Saved entries:
━━━━

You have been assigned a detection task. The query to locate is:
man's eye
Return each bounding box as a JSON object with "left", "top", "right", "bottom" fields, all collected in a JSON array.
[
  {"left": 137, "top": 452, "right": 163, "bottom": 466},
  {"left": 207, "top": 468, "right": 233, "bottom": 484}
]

━━━━

What you have to do:
Reproduce every one of the rows above without changing a single character.

Task response:
You have been assigned a detection task. The query to locate is:
man's eye
Return each bounding box as a JSON object with "left", "top", "right", "bottom" fields, all collected in a JSON array.
[
  {"left": 137, "top": 452, "right": 163, "bottom": 466},
  {"left": 207, "top": 468, "right": 233, "bottom": 484}
]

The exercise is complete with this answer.